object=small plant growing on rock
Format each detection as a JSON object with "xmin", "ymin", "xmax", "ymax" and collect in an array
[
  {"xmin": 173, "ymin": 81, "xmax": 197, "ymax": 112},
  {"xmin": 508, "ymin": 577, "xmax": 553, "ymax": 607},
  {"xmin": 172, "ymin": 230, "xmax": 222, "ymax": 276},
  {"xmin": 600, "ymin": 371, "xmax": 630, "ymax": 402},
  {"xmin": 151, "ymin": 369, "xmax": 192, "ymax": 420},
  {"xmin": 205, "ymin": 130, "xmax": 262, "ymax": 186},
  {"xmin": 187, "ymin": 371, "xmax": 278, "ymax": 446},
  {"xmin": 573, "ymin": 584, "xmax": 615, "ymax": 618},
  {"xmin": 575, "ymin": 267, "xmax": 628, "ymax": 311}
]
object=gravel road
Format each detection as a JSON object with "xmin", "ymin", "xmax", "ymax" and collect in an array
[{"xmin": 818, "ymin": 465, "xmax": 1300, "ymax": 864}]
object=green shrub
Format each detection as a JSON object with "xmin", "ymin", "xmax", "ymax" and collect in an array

------------------------------------

Required action
Write the material out once more, keeping each line exact.

The answer
object=small plant growing on rock
Format each detection as a JSON object with "xmin", "ymin", "xmax", "ymax" and collect in an array
[
  {"xmin": 173, "ymin": 81, "xmax": 197, "ymax": 112},
  {"xmin": 508, "ymin": 577, "xmax": 553, "ymax": 607},
  {"xmin": 172, "ymin": 230, "xmax": 222, "ymax": 276},
  {"xmin": 600, "ymin": 371, "xmax": 630, "ymax": 402},
  {"xmin": 151, "ymin": 369, "xmax": 192, "ymax": 420},
  {"xmin": 205, "ymin": 130, "xmax": 262, "ymax": 186},
  {"xmin": 187, "ymin": 371, "xmax": 278, "ymax": 446},
  {"xmin": 573, "ymin": 584, "xmax": 615, "ymax": 618},
  {"xmin": 575, "ymin": 267, "xmax": 628, "ymax": 311}
]
object=gravel road
Format each detection as a JSON object with "xmin", "ymin", "xmax", "ymax" and collect in an array
[{"xmin": 818, "ymin": 465, "xmax": 1300, "ymax": 864}]
object=green shrub
Format each detection as a JSON object with "xmin", "ymin", "xmax", "ymax" and collect in an array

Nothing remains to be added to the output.